═══ Data in this exercise ═══
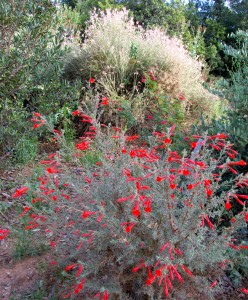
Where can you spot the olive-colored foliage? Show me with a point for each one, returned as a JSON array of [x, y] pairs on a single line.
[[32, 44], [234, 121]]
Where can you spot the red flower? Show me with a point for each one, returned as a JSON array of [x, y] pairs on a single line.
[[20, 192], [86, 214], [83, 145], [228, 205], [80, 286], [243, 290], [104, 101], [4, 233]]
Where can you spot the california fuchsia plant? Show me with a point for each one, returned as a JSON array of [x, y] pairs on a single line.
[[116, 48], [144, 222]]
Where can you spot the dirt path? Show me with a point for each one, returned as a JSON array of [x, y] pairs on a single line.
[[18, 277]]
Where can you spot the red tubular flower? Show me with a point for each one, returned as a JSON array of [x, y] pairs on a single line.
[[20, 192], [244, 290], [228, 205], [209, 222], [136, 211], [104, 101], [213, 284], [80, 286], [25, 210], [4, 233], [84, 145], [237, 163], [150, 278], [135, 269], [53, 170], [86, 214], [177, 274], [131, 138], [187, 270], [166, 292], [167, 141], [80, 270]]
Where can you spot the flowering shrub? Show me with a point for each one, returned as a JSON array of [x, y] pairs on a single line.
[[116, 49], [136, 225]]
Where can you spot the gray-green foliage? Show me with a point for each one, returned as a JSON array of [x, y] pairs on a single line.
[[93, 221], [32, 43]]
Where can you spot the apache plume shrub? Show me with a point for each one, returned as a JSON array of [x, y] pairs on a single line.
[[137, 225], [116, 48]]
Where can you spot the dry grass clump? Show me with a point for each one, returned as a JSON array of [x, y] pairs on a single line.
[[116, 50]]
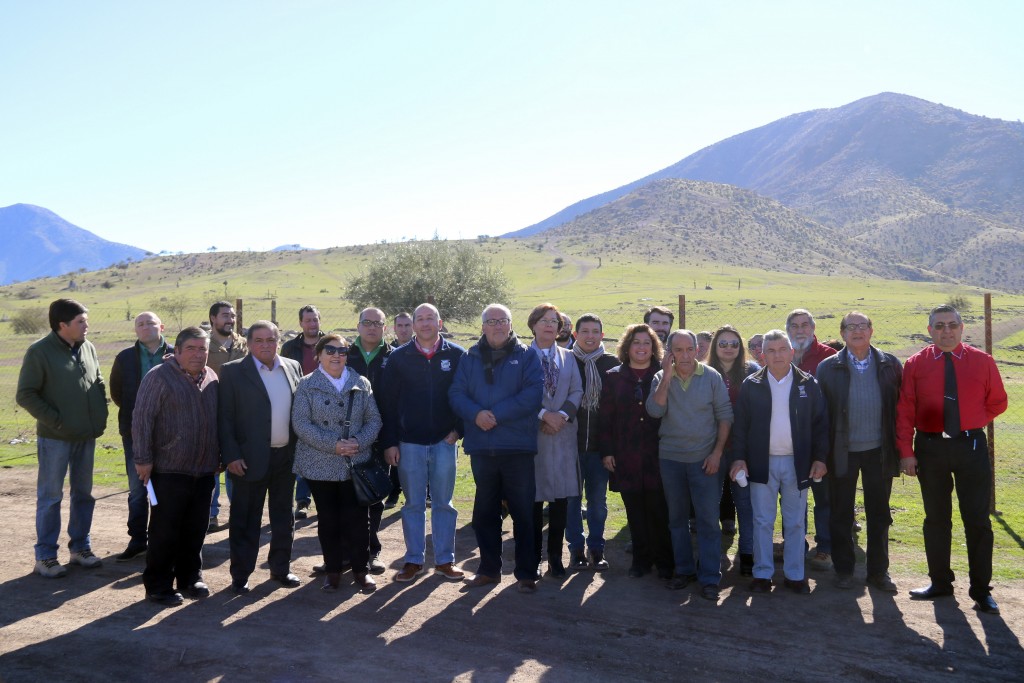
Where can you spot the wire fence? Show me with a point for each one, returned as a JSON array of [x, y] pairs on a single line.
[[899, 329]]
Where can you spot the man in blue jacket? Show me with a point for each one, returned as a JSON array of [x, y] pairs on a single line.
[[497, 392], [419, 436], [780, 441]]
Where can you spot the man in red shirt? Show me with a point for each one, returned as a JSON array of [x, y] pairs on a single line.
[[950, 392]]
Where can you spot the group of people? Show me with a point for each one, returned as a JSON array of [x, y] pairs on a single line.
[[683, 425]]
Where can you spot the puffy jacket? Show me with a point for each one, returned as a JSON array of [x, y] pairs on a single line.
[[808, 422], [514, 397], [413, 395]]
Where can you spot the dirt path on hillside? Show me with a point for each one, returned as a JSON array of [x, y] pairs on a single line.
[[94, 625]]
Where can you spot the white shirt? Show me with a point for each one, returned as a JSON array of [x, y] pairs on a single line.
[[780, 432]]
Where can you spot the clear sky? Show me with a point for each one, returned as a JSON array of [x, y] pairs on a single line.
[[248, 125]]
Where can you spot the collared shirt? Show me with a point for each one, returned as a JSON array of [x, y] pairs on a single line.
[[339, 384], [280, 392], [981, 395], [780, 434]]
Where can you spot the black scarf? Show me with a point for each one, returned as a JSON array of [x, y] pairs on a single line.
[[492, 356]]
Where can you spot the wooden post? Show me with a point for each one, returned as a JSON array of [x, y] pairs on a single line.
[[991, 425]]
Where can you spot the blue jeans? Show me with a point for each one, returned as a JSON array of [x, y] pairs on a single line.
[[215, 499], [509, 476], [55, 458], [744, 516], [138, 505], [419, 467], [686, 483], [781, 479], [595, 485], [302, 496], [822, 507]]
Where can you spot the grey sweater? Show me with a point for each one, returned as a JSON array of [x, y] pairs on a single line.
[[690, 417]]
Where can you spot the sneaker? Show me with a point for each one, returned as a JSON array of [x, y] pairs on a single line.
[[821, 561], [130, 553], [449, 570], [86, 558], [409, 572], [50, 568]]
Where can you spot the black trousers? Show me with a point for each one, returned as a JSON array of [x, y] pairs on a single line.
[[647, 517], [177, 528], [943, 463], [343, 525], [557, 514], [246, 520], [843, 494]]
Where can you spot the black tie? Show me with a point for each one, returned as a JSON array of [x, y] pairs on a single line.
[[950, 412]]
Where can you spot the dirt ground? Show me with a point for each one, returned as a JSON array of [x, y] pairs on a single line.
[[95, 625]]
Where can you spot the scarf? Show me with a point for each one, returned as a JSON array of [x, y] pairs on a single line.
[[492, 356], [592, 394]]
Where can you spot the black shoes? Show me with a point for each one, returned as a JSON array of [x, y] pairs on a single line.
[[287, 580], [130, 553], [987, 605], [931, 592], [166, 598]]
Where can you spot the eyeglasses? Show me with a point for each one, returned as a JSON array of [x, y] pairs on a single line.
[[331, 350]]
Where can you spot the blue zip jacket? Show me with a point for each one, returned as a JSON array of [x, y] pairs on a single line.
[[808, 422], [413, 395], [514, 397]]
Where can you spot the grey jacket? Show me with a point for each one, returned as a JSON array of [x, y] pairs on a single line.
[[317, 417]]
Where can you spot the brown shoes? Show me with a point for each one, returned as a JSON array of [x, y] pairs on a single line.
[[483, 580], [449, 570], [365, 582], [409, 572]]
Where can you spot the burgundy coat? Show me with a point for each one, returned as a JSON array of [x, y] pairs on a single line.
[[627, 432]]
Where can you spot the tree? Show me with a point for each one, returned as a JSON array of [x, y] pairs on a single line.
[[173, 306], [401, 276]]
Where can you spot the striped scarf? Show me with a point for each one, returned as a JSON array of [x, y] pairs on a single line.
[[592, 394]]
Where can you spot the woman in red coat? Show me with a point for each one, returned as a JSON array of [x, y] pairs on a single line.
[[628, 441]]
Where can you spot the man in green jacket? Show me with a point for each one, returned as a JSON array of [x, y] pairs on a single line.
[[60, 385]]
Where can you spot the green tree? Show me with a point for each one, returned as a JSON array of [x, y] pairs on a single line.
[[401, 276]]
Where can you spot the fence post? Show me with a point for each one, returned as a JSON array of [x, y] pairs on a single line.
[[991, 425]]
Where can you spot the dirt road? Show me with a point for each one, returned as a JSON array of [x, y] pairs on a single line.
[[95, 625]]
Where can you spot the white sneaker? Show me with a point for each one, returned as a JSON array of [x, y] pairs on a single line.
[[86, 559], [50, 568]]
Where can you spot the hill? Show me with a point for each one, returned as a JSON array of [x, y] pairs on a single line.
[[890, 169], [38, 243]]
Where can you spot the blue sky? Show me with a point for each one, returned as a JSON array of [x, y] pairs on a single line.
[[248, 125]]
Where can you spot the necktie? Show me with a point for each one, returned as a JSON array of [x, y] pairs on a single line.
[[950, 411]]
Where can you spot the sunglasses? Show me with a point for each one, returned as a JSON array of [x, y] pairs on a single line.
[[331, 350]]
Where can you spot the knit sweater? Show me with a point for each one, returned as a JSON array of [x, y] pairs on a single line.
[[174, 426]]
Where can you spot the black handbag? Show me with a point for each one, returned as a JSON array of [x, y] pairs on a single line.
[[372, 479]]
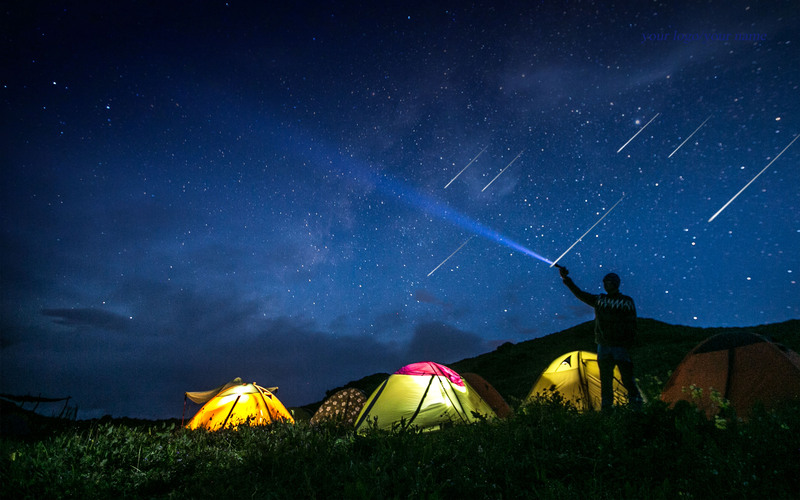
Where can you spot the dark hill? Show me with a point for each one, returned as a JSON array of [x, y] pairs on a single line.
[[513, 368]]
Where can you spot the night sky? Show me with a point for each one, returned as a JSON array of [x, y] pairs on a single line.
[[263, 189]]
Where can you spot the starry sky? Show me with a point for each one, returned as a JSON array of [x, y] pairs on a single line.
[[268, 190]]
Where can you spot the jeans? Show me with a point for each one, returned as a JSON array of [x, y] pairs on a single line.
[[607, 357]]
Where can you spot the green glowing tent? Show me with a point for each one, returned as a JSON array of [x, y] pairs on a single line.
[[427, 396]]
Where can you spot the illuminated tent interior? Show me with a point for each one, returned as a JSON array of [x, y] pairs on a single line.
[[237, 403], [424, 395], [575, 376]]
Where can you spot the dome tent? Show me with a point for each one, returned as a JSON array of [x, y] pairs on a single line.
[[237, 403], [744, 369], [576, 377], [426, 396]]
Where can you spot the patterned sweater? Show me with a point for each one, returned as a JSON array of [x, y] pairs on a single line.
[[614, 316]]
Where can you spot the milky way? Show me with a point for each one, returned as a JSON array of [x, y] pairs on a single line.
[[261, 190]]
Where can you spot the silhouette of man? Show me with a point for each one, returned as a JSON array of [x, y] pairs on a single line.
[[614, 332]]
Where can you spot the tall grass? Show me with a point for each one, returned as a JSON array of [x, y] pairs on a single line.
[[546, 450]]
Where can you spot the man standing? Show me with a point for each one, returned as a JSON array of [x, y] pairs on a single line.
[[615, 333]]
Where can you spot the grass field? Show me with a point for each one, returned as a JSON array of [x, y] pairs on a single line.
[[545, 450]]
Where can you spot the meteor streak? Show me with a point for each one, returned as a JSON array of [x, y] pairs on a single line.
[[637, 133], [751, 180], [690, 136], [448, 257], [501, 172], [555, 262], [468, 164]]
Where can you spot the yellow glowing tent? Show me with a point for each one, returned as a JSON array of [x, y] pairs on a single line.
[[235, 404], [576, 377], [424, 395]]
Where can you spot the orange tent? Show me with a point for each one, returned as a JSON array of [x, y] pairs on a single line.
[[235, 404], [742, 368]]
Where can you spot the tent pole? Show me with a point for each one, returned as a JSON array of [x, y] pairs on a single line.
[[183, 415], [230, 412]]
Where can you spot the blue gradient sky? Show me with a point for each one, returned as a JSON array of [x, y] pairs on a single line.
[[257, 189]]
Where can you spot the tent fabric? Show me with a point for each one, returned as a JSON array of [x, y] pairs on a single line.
═══
> What the task requires:
Turn everything in the listing above, from its start down through the line containing "[[18, 277]]", into a numbered list. Skip blank lines and leave out the pictures.

> Written response:
1. Where can you spot the olive-colored foliage? Show me with a point for each one, returned as a JSON array of [x, y] pairs on a single line.
2. [[32, 44], [234, 121]]
3. Where can you spot the red flower? Show me with a point for each one, returned as a JSON array of [x, y] pairs on a single line.
4. [[20, 192], [86, 214], [83, 145], [228, 205], [80, 286], [243, 290], [104, 101], [4, 233]]
5. Where can you spot the california fuchsia plant? Show me with a point for each one, returned as a JSON array of [x, y] pairs on a single line.
6. [[116, 48], [144, 222]]
7. Where can you spot the dirt path? Show me with a point for each one, returned as a JSON array of [x, y] pairs on a single line.
8. [[18, 277]]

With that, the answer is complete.